- [INSTRUÇÕES E REQUISITOS] Segundo o trecho fornecido, em que horários se bate o cartão?

1.11.08

E os homens dos espíritos pequenos

As putas dos peitos grandes e os homens dos espíritos pequenos, há espaço para todos nas calçadas. as putas das saias curtas e os homens das dores psíquicas tão compridas quanto uma bata, destas de padre do tal catolicísmo, há espaço pra todos no inferno, o tal inferno dos católicos, ou qualquer quarto onde se possa condernar-se sob penumbra e arrependimentos vazios. as putas dos cigarros sujos de batom, os homens e seus cigarros puritanos sujos de pudor, capazes de comer a puta e não lhe olhar nos olhos, no rosto; como almoçar no mcdonalds ao meio dia, bater o cartão as oito e as dezessete, atos - reflexo, o demônio corrosivo do cotidiano, o bom e velho demônio do dia a dia. as putas indo pra casa às cinco da manhã, atirando suas gimbas de ponta vermelha num canto da calçada. os homens que continuam encostados num canto de prédio, a fumar seus cigarros e a observar o que resta da gimba avermelhada findar sua brasa. as putas dos peitos grandes e os homens dos espíritos pequenos, há espaço para todos...

- [ENTRADAS FORNECIDAS]
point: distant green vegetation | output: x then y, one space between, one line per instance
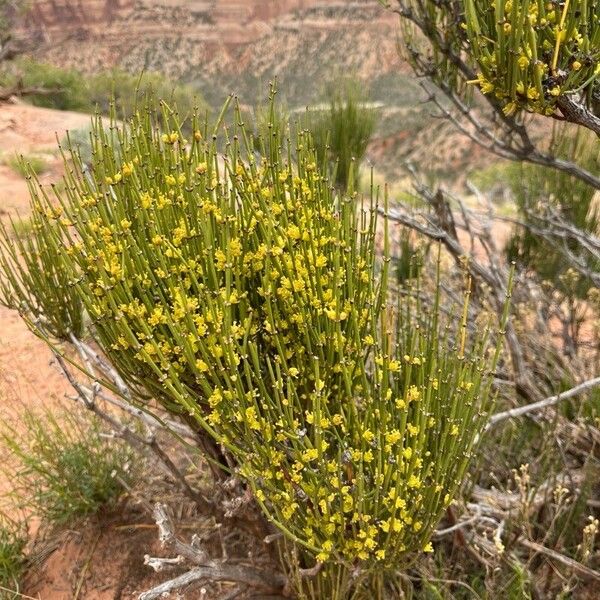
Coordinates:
68 89
342 131
63 467
12 560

- [RESULTADO CORRETO] Às oito e às dezessete.